Supplied data:
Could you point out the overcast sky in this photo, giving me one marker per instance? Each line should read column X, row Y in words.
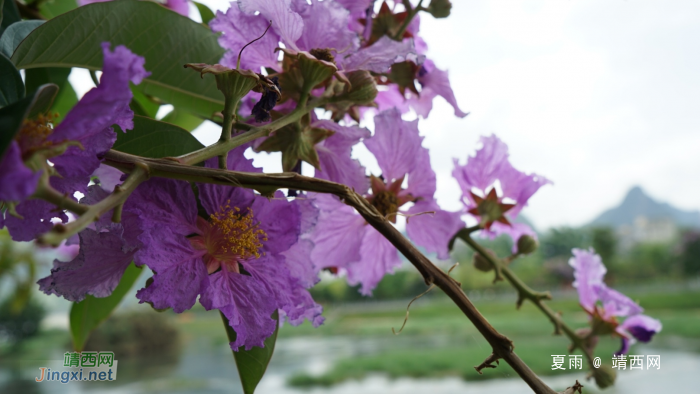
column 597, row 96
...
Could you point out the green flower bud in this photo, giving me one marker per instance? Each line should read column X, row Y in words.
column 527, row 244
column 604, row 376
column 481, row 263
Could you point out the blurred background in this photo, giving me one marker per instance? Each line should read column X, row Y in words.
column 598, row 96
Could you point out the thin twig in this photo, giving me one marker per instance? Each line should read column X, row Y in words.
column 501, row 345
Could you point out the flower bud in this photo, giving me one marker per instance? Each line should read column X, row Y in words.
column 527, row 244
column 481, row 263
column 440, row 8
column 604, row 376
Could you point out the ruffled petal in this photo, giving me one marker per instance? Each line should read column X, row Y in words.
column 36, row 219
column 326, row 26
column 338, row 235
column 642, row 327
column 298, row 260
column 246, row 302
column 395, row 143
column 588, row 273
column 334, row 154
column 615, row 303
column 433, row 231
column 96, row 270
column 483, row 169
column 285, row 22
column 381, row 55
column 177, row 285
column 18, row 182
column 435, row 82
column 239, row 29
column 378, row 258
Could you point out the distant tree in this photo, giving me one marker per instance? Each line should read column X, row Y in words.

Work task: Using the entries above, extract exactly the span from the line with "Could you point out the thin" to the line with "Could you point out the distant", both lines included; leave out everything else.

Completed exercise:
Could you point out the thin twig in this photo, giving me one marker per instance? Each line should read column X, row Y in words.
column 501, row 345
Could you point out the flower bud in this photo, giving me one marker per instance? Each line should read column X, row Y in words.
column 527, row 244
column 481, row 263
column 440, row 8
column 604, row 376
Could you point out the ruffled petal in this photo, giving me one marker per instance? Each line should read column X, row Y in words.
column 36, row 219
column 326, row 26
column 338, row 235
column 642, row 327
column 298, row 260
column 246, row 302
column 395, row 143
column 588, row 273
column 334, row 154
column 615, row 303
column 433, row 231
column 96, row 270
column 483, row 169
column 285, row 22
column 381, row 55
column 177, row 285
column 18, row 182
column 435, row 82
column 239, row 29
column 378, row 258
Could you point out the distant tree in this photo, giving me one marker per instance? Each line should read column X, row Y in words.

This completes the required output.